YOUR ASSIGNMENT: The lines to copy are those with "shirt" in them. Pull each one from the entries below.
··· SUPPLIED MATERIAL ···
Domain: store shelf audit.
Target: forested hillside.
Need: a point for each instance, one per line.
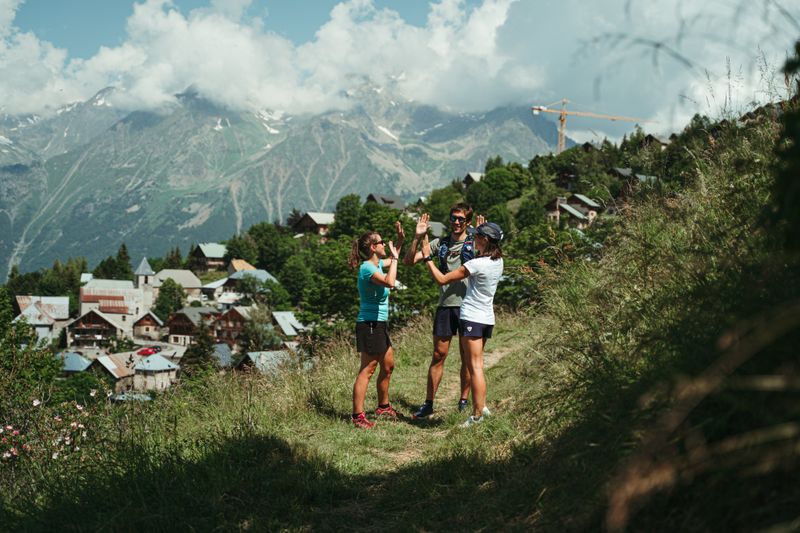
(643, 375)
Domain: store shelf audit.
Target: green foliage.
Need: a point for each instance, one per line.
(171, 297)
(27, 369)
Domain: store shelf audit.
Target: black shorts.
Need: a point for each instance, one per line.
(476, 329)
(372, 338)
(445, 321)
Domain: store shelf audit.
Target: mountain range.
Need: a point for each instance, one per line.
(82, 180)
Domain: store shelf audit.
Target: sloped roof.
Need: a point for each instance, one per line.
(260, 275)
(288, 323)
(155, 317)
(109, 284)
(572, 211)
(119, 365)
(155, 363)
(585, 199)
(323, 219)
(223, 355)
(213, 250)
(185, 278)
(56, 307)
(268, 361)
(73, 362)
(241, 264)
(144, 269)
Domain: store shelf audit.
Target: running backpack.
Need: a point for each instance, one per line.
(467, 251)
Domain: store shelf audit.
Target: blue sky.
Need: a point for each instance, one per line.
(716, 56)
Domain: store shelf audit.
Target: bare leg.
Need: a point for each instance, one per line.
(473, 346)
(441, 346)
(465, 375)
(368, 366)
(385, 375)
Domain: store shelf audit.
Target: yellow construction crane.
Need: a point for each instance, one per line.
(562, 119)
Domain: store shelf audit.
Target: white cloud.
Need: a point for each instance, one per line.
(500, 52)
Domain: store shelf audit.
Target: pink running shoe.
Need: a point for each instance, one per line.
(361, 422)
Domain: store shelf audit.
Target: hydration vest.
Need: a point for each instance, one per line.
(467, 251)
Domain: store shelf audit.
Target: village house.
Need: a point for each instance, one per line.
(94, 329)
(389, 200)
(311, 222)
(229, 326)
(288, 324)
(154, 373)
(183, 324)
(191, 284)
(472, 177)
(208, 256)
(148, 326)
(47, 315)
(237, 265)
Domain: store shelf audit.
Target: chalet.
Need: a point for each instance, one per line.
(191, 284)
(472, 177)
(317, 223)
(208, 256)
(120, 367)
(266, 362)
(47, 315)
(73, 362)
(287, 323)
(148, 326)
(154, 372)
(389, 200)
(229, 326)
(117, 298)
(183, 324)
(237, 265)
(232, 283)
(94, 329)
(223, 356)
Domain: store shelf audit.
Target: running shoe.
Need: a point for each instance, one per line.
(386, 411)
(361, 422)
(424, 411)
(472, 421)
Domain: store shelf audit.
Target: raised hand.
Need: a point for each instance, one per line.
(426, 247)
(422, 225)
(393, 250)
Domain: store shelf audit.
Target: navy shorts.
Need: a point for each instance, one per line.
(445, 321)
(476, 329)
(372, 338)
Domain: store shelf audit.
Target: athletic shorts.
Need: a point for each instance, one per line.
(475, 329)
(445, 321)
(372, 338)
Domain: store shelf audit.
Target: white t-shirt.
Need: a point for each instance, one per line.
(484, 274)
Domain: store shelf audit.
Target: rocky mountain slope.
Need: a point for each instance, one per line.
(89, 177)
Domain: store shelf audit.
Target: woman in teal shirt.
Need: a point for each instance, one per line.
(369, 254)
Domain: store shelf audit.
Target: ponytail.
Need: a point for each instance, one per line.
(360, 250)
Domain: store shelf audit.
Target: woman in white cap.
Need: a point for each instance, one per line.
(477, 310)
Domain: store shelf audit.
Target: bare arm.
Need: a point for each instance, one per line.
(388, 279)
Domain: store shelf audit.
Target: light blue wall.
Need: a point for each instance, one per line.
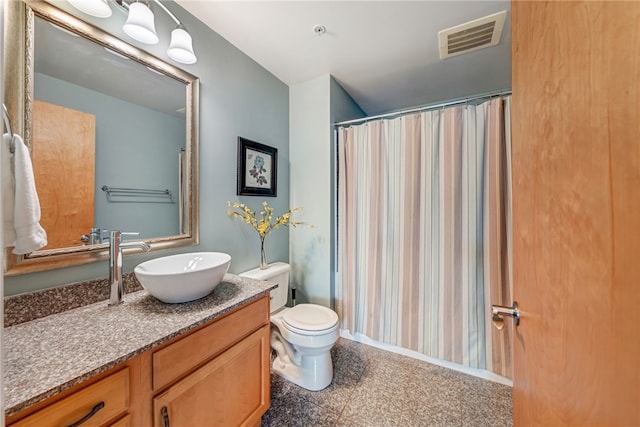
(140, 153)
(238, 98)
(314, 106)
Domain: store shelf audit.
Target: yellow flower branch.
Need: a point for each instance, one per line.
(263, 222)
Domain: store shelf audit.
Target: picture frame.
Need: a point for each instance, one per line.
(257, 169)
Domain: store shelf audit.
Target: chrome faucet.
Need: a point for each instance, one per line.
(115, 262)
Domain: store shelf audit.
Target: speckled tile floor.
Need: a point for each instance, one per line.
(372, 387)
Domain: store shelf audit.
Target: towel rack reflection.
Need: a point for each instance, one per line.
(7, 124)
(137, 195)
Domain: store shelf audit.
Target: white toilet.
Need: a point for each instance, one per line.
(302, 336)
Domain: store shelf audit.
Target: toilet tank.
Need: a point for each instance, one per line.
(277, 272)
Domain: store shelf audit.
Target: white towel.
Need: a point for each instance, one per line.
(28, 234)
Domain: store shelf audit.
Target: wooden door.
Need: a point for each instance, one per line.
(230, 390)
(64, 169)
(576, 212)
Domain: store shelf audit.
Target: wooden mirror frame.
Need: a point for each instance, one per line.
(18, 75)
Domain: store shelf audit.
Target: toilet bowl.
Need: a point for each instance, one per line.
(302, 336)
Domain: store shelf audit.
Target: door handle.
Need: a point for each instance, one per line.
(498, 311)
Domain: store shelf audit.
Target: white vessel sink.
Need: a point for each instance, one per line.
(183, 277)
···
ANSWER FOR THIS EXERCISE:
Target: white t-shirt.
Target: woman in teal shirt.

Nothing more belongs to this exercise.